• **ACTIVITÉ**
Répondez aux questions suivantes à partir du passage sur la steppe.
1. Quelle distance de steppes et de plateaux le passage compte-t-il des portes de l'Europe au Pacifique ?
2. Quel relief distingue conventionnellement l'Europe de l'Asie ?
3. Jusqu'où court la forêt de l'Extrême-Orient ?

• **PASSAGE FOURNI**
▼

Au commencement était donc la steppe, cette formidable étendue presque désertique qui borde la Russie actuelle par le sud. Ici, se succédèrent les hordes de nomades désireux de rallier l’Europe depuis l’Asie en empruntant ce formidable couloir naturel. Cette plaine infinie, que les Slaves, longtemps trop faibles pour résister aux guerriers venus de l’Est mirent des siècles à maîtriser, est la plus grande du globe: des portes de l’Europe au Pacifique on ne compte pas moins de 11 000 kilomètres de steppes et de plateaux, sur une largeur allant de 500 à mille kilomètres!
Cette plaine unique au monde, qui court d’ouest en est de manière presque ininterrompue, est séparée par les monts Oural, une suite de collines vallonnées qui distinguent conventionnellement l’Europe de l’Asie. Côté gauche, donc, c’est l’Europe, qui s’ouvre entre la mer Baltique et les Balkans, la steppe herbeuse qui sera bientôt le berceau d’une nouvelle puissance. À droite de l’Oural, après les plateaux sibériens, c’est la forêt, l’Extrême-Orient qui court jusqu’au détroit de Béring, une terre que les Cosaques défricheront dans quelques siècles.

▲

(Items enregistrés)
▼

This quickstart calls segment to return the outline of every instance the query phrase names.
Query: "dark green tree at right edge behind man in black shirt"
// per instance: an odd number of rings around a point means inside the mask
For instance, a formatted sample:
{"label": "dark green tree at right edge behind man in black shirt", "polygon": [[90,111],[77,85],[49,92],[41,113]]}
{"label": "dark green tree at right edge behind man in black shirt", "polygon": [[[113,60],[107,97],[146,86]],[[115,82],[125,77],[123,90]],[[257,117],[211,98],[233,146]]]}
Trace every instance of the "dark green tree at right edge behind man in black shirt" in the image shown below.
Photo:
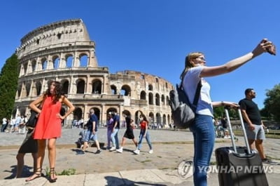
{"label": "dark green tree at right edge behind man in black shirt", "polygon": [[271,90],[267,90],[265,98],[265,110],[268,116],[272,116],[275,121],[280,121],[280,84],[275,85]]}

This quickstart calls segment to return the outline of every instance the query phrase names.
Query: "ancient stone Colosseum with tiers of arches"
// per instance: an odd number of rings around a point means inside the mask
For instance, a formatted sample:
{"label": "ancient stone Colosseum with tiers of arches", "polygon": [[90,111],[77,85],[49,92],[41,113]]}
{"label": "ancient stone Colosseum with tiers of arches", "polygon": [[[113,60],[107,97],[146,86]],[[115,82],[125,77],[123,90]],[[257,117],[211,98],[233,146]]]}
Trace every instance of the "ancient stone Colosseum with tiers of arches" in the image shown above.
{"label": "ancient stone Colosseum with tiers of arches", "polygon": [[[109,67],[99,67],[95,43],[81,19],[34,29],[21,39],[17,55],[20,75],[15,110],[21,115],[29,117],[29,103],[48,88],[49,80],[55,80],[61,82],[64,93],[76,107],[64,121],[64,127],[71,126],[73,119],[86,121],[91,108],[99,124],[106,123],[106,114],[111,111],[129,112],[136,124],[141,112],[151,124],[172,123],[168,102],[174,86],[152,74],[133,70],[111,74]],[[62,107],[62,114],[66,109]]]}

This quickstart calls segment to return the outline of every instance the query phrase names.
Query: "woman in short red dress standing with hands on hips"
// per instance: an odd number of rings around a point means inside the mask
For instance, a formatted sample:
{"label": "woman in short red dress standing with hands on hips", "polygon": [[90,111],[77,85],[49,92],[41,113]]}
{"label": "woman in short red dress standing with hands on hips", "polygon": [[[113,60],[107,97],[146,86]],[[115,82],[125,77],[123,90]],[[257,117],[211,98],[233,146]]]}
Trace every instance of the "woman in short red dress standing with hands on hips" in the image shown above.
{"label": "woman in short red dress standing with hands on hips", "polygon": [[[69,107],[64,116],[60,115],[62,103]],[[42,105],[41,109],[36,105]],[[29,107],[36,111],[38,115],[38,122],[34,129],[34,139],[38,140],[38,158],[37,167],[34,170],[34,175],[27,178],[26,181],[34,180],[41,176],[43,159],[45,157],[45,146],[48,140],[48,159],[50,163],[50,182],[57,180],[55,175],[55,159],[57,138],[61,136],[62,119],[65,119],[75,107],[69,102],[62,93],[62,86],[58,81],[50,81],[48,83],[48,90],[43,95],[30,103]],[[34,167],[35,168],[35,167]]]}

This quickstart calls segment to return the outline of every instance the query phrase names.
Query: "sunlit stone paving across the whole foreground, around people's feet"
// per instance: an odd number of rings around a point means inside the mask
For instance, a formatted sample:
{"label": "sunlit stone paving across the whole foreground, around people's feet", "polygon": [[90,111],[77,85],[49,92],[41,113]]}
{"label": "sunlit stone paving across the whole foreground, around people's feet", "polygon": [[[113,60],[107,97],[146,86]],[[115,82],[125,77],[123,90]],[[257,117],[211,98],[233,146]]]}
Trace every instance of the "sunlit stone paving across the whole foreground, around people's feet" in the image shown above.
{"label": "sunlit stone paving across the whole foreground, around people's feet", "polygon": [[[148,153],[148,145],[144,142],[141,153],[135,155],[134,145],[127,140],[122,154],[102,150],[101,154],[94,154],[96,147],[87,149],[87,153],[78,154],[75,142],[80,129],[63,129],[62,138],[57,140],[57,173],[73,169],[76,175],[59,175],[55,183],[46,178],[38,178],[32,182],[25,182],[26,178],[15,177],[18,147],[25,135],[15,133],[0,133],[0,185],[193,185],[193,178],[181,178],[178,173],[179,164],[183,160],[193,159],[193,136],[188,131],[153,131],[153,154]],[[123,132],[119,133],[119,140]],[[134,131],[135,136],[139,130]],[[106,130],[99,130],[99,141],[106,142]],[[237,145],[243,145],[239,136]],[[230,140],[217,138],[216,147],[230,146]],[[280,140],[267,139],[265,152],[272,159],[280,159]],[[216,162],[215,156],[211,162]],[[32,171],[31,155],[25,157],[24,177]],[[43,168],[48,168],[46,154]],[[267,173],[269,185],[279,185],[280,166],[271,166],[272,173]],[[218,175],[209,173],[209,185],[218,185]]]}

▲
▼

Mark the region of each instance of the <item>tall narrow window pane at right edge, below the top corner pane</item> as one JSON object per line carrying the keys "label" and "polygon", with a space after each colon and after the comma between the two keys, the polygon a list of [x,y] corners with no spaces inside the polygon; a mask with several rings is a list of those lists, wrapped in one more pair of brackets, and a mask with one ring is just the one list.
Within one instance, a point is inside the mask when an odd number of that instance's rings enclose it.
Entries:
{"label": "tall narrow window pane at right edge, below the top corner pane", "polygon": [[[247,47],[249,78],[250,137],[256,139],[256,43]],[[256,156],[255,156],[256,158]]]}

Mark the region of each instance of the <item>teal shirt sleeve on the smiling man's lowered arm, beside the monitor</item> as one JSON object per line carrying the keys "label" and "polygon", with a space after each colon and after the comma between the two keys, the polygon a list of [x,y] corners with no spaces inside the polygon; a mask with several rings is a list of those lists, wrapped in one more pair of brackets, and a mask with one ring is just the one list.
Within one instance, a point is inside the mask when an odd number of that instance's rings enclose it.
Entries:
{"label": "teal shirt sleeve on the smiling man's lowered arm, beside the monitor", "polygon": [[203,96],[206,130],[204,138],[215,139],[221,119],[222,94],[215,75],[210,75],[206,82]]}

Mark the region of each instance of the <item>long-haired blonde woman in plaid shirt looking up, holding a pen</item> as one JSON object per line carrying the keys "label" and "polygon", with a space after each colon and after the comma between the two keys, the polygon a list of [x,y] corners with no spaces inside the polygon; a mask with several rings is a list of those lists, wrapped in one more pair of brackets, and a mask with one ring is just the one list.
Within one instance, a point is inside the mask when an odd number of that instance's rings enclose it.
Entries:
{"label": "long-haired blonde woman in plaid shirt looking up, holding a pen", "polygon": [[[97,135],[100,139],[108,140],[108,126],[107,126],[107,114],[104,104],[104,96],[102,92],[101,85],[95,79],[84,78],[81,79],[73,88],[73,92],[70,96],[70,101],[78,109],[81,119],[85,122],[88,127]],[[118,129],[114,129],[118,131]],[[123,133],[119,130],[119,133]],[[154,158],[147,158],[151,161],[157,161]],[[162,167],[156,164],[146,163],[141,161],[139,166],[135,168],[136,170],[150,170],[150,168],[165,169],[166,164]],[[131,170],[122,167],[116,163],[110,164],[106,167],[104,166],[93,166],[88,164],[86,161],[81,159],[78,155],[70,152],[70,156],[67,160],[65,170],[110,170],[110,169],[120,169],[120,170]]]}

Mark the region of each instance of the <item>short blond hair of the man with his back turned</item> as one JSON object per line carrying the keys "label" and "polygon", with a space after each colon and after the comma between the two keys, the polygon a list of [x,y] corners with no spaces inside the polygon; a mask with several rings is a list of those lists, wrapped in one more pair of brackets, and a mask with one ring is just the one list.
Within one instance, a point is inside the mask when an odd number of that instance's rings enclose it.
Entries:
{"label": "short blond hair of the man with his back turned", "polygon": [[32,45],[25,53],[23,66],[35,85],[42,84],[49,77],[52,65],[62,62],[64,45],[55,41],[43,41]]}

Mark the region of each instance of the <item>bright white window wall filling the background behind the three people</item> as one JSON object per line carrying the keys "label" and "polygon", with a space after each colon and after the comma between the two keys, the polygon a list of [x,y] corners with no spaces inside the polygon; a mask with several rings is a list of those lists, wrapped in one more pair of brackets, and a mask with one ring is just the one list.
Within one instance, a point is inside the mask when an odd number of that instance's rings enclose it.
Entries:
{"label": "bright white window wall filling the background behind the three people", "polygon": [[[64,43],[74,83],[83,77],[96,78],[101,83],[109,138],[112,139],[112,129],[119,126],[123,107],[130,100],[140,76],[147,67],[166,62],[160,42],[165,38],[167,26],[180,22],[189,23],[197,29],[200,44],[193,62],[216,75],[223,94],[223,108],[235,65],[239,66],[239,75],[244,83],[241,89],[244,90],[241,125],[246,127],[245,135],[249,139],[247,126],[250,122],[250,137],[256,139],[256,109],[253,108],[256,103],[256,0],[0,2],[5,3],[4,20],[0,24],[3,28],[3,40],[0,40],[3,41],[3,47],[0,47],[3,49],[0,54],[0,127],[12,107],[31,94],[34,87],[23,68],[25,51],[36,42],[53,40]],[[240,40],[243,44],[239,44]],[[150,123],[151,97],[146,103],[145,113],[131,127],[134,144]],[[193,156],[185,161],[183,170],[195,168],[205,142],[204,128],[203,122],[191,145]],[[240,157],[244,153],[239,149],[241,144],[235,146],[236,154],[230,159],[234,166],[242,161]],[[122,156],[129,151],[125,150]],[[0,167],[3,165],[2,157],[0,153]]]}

▲

• **ZONE DE RÉPONSE**
1. Au moins 11 000 kilomètres.
2. Les monts Oural.
3. Jusqu'au détroit de Béring.